Ye gods, has it been that long (again)?

Well, anyway. This bit of brilliance has been making the rounds thanks to Atrios:
It's not true that the Conservatives I know don't give a damn so much as they are terrified that they were wrong.

Deeply, primally terrified. Their whole psychological infrastructure is cobbled together out of half-baked conservative bumper-sticker ideology, gun lust, socially illiterate hatred of "welfare cheats" and other largely fictional or apocryphal lazy people (read: niggers and other swarthy folk) who want to leech off of them while they work harder and harder for less and less. Despite a lot of bluster about Freedom and Individuality they are, at heart, happiest when they are conforming to the wishes of the Strong Man; when they know exactly their place in the hierarchy.

...

But in exchange for all of this wonderfulness, they have to hand over their souls to truly evil men.

...

This is the ancient, unbridgeable and eternally hostile schism between their template for humanity and ours. This is, I believe, why sometimes we fundamentally cannot understand each other; because we are running two radically different and incompatible O/S's.

...

And because everything – their very souls – rest on the foundation of the infallibility of Dear Leader, they'll happily kill anyone in any numbers who might force them to face up to the fact that Dear Leader is a duplicitous, lying sleazebag who has played on their fear and ignorance and patriotism to turn them out like $2 crack whores.

...

The good news is, we are still 49% of the game; wake up and pick off a mere 100,000 and we can begin to turn a lot of thinks around. The more gooder news is that our O/S thrives best when saturated in pure, clean Reality, and theirs rust and rots and flies apart at the seams when the lies that insulate it are peeled away.
It was a bear choosing excerpts from this post. Go. Read.

The problem is, Reality really is fungible, albeit not nearly as much as the madmen in office would like it to be. And when you bend Reality for too long, at too arrogant an angle, it knocks you over all by itself, to steal and rework shamelessly from Santayana. Worse, their arrogant experiment in molesting an entire region threatens to knock the rest of us over with them.

There was a time when fundamentalist terrorism was on the run. After September 11, 2001, we were united as never before. All that would have been necessary for this brand of evil to be an endangered species was for the men in power to not be arrogant, greedy, psychopathic fools.

# # #

- Assigned task
In the blog post, list each thing the quoted passage says conservatives' psychological infrastructure is cobbled together out of.

(Point localization data)
# # #

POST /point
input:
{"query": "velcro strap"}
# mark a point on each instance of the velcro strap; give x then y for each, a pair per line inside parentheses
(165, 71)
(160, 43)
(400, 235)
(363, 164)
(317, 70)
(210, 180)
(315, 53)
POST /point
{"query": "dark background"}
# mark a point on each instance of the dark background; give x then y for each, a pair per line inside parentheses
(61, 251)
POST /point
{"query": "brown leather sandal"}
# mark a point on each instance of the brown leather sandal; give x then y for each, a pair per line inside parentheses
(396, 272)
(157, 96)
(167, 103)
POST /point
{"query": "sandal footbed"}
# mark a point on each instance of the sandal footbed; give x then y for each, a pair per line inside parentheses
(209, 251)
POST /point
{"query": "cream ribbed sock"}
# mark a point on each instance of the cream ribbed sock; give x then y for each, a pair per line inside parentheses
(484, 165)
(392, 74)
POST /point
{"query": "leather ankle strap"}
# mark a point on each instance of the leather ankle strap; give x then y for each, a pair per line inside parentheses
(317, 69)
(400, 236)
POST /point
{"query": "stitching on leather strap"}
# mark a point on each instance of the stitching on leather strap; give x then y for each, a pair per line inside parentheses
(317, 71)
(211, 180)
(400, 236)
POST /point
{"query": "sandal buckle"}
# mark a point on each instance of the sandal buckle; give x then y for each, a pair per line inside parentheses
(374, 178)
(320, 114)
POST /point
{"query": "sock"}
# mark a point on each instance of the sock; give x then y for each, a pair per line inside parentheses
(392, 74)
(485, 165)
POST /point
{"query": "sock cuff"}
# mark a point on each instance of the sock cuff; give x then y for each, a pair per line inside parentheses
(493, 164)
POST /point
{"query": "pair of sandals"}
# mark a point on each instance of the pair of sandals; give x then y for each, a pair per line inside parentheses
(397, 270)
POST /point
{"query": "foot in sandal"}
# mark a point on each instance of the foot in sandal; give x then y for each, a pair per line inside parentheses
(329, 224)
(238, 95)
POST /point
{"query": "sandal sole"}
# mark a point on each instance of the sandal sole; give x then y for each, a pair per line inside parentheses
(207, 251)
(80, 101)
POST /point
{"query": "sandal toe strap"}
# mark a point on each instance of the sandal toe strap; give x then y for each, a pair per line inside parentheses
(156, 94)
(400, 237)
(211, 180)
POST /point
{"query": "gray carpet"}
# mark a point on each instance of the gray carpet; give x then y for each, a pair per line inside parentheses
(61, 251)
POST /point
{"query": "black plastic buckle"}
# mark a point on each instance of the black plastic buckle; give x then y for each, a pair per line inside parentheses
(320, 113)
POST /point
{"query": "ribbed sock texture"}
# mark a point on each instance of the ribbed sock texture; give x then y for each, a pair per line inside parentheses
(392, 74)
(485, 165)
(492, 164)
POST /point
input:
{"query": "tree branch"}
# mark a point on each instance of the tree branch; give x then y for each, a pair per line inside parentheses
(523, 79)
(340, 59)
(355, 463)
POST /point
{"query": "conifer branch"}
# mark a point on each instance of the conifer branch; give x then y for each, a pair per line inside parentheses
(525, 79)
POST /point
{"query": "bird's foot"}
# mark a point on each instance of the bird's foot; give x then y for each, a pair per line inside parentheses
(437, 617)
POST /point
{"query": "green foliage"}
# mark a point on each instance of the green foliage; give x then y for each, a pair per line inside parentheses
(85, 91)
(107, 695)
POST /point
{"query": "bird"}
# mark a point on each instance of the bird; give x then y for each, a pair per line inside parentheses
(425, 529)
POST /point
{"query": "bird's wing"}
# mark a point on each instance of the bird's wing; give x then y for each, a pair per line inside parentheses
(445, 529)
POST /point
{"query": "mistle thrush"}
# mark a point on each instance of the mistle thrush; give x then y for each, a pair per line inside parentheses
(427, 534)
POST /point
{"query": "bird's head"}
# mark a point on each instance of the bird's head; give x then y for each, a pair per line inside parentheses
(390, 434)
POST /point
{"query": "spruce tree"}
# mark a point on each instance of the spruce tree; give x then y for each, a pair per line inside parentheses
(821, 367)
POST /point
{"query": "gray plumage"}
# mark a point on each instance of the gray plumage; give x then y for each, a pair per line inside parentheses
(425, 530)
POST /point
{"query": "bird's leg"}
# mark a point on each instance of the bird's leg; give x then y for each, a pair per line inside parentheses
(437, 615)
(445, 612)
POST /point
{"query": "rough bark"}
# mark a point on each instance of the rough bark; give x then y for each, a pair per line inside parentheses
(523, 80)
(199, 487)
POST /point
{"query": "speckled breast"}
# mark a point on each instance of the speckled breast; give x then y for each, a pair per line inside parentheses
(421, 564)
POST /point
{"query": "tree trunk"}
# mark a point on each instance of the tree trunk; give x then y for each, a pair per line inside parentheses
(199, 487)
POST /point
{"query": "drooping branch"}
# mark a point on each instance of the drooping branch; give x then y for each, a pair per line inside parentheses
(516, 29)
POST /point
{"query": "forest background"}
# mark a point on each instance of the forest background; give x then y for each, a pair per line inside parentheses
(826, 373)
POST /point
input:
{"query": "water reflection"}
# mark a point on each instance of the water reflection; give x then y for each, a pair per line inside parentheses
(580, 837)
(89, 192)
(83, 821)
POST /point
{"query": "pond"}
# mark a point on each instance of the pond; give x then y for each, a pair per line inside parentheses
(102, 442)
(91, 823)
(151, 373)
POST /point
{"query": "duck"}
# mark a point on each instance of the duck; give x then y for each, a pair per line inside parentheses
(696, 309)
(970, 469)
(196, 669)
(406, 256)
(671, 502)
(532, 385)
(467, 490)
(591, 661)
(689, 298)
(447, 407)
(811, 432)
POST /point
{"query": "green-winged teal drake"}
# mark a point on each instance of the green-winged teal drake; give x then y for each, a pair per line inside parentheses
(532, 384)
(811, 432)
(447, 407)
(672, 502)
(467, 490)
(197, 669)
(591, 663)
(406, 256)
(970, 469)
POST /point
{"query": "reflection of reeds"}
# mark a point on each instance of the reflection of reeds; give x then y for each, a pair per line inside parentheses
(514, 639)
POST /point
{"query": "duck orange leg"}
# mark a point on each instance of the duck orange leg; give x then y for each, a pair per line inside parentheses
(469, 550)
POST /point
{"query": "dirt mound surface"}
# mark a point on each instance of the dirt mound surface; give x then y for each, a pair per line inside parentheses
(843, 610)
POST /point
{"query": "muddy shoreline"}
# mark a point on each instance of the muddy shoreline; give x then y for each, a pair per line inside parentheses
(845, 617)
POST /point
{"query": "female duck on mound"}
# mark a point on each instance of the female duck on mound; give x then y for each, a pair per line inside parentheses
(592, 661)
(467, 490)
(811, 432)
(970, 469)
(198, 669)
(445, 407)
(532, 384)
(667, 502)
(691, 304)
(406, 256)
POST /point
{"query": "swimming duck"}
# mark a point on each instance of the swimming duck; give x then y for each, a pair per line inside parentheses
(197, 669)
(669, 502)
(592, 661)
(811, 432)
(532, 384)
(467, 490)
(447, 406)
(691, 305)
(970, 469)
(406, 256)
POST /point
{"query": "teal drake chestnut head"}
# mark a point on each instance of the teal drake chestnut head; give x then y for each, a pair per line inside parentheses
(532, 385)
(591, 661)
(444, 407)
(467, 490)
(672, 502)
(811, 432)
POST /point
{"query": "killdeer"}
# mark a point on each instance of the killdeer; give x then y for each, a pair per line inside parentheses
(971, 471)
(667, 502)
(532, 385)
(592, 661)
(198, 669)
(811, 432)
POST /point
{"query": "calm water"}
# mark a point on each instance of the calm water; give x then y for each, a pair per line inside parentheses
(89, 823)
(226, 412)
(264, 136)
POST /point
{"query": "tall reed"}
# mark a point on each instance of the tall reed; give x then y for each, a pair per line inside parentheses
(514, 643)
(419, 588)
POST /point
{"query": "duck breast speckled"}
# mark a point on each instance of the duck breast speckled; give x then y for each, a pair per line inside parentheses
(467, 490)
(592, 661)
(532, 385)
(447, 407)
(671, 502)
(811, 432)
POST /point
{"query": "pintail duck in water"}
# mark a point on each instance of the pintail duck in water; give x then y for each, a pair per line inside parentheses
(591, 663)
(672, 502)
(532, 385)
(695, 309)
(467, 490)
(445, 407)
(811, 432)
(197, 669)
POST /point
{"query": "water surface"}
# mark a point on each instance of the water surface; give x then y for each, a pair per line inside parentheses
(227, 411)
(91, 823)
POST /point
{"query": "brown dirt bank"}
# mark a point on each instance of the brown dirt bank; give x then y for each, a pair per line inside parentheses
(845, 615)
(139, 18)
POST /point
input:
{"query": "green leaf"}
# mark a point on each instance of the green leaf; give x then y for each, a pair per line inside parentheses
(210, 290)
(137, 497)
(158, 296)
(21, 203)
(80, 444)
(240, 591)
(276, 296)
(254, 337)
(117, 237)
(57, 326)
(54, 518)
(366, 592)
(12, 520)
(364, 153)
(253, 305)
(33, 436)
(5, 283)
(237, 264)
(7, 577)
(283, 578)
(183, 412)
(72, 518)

# # #

- Your solution
- half-baked conservative bumper-sticker ideology
- gun lust
- socially illiterate hatred of "welfare cheats" and other largely fictional or apocryphal lazy people